### The problem
Each record that follows must be given again without alteration.

### Provided records
--
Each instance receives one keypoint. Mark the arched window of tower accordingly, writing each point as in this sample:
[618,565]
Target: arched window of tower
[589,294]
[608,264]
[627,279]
--
### Answer to the problem
Each instance receives one keypoint. Mark the arched window of tower accordingly, writing each point as in this sample:
[618,565]
Target: arched window of tower
[589,294]
[608,264]
[627,279]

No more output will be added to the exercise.